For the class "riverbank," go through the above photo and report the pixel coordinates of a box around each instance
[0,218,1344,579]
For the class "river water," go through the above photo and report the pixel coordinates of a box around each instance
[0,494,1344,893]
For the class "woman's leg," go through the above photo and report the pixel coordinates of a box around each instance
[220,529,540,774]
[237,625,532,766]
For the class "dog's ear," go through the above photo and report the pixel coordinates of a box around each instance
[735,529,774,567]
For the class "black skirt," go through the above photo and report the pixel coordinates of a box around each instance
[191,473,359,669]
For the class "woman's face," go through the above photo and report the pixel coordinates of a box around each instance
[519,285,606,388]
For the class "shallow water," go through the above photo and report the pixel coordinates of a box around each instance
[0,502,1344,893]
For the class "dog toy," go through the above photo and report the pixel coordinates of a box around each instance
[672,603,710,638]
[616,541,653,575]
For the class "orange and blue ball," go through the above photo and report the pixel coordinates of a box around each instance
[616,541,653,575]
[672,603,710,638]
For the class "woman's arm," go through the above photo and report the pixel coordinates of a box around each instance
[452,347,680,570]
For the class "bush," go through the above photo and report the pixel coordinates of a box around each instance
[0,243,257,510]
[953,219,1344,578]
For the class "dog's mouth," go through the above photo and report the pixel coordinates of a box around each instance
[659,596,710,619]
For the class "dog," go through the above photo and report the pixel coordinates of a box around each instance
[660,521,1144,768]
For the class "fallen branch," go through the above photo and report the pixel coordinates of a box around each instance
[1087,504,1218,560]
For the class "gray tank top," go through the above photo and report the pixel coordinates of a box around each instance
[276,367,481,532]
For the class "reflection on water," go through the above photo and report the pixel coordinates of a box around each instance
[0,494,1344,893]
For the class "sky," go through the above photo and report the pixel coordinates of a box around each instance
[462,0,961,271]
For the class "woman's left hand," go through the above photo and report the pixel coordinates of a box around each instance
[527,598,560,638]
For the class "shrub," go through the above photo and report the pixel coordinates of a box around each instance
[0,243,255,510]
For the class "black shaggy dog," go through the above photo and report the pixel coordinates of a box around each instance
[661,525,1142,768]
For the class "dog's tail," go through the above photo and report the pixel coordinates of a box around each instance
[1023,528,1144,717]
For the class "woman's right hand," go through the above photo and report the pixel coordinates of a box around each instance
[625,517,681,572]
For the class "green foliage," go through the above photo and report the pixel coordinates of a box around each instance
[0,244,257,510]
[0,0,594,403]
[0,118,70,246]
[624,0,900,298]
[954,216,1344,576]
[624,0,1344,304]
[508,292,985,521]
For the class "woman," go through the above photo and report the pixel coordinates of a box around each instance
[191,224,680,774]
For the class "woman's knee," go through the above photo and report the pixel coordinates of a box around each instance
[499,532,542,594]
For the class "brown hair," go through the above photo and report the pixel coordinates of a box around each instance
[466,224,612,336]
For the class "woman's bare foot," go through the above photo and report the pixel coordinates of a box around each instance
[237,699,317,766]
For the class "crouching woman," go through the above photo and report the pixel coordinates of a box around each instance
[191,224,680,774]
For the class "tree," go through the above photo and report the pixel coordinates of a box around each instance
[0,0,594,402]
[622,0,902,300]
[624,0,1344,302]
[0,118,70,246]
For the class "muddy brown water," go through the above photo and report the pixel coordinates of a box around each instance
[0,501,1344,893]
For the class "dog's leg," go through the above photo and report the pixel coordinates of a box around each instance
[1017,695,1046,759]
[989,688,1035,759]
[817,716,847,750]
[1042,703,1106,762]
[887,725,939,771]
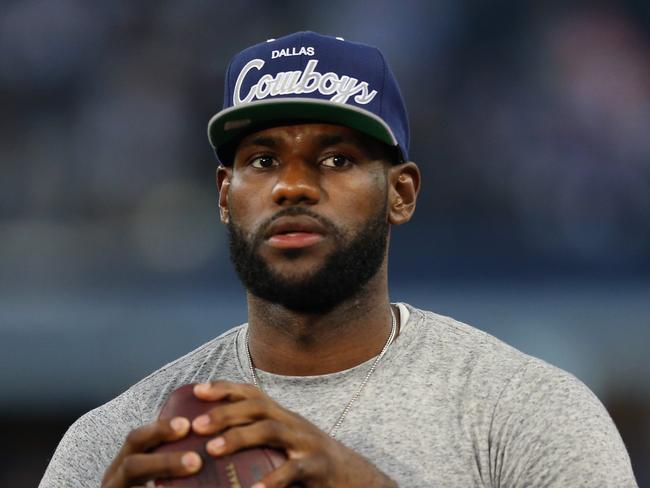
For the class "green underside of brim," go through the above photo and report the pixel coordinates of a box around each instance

_Required work:_ Locate every line in the material above that contains the string "water", treating uppercase and lowercase as different, and copy each of those lines in full.

_Output for this exercise:_
For the class "river water," go through the above photo and report the pixel coordinates of a box around each instance
For the class "shallow water," go through the above photo and report the pixel coordinates of a box around each instance
For the class "reflection on water," go through the above photo and report the pixel coordinates of a box around each instance
For the class "muddy brown water," go through the above photo and report the pixel coordinates of a box around each instance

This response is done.